■ What is expected: Convert the full listing below into a two-column CSV with the header row text,answer, where each row holds one text together with the answer that follows it. Quote every field and turn any line breaks inside a field into spaces.

::::

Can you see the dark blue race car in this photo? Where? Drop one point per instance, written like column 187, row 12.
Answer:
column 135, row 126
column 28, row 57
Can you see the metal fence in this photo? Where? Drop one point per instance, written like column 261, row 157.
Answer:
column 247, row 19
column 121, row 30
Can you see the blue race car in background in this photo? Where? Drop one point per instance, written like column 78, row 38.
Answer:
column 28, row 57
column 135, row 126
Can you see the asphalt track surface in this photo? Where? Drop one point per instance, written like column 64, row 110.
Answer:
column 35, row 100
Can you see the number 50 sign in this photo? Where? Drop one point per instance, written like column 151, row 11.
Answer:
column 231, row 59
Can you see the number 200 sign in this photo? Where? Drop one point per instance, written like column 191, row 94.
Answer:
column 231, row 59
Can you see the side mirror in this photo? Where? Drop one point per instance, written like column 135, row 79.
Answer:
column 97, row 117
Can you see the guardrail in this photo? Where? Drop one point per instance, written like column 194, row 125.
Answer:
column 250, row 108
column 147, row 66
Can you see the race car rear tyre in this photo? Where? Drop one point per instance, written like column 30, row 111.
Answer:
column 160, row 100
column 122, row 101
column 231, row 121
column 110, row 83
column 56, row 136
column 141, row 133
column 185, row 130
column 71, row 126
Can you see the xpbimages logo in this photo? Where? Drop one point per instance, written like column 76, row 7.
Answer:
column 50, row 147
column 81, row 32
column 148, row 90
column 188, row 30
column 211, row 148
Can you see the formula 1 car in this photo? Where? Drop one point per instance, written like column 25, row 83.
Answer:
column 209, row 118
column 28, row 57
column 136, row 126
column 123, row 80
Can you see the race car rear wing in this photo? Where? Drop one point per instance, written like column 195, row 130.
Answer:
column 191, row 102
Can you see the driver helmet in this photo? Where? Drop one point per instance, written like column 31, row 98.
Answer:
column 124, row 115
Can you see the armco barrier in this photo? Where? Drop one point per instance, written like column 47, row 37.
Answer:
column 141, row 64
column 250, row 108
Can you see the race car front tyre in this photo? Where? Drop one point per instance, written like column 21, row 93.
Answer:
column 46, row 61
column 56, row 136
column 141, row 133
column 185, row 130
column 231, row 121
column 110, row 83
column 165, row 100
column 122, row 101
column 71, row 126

::::

■ Full answer:
text,answer
"Can you see the dark blue race car in this photo? Where? Drop one point per instance, written like column 187, row 12. Answer:","column 135, row 126 column 28, row 57"
"Can you see the metal fence in this photo? Where? Drop one point per instance, written like column 261, row 157. Answer:","column 247, row 19 column 121, row 30"
"Can you see the blue race car in background in this photo? Where? Drop one point per instance, written like column 78, row 38. Answer:","column 28, row 57 column 135, row 126"
"Can you see the asphalt track surface in this photo? Where? Drop one point per instance, written like column 64, row 110. Answer:","column 35, row 100"
"Can you see the number 50 sign in this photo? Where? Drop one point per instance, written like column 151, row 11. Answer:","column 231, row 59"
"Can you see the number 200 sign in this photo? Where? Drop one point per instance, written like column 191, row 94. Answer:","column 231, row 59"
"Can you see the side mirror in this photo? Where? Drop one point per instance, written like column 135, row 79. Answer:","column 97, row 117"
"Can you see the guardrail in this photo? Where? Drop one point per instance, written like column 194, row 125. Answer:","column 250, row 108 column 147, row 66"
"Can you see the race car rear tyre in this photo? Where? Drop one point per instance, written like column 30, row 111. Answer:","column 160, row 100 column 122, row 101 column 231, row 121 column 110, row 83 column 56, row 136 column 141, row 133 column 185, row 130 column 71, row 126"
"Can you see the xpbimages logo in this photo? Where? Drop one point per instance, written like column 76, row 7. Answer:","column 50, row 147 column 81, row 32 column 148, row 90 column 188, row 30 column 211, row 148"
"Can you see the formula 1 car in this photo? Where? Drop one point per instance, written like column 25, row 83. Answer:","column 209, row 118 column 28, row 57 column 136, row 126 column 123, row 80"
"Can you see the race car rear wing in this photo? Where? Drop one point per instance, written like column 195, row 130. Answer:","column 191, row 102"
"Can you see the driver helmet in this photo? Where? Drop one point per instance, written like column 31, row 98. Answer:","column 124, row 115"
"Can you see the armco barrier in this photo? Where? Drop one point per instance, written like column 47, row 37. Answer:","column 141, row 64 column 250, row 108"
"Can you see the race car front tyre in this photo? Where? Drop one point per instance, written like column 21, row 93. Answer:","column 46, row 61 column 56, row 136 column 141, row 133 column 185, row 130 column 231, row 121 column 110, row 83 column 165, row 100 column 122, row 101 column 71, row 126"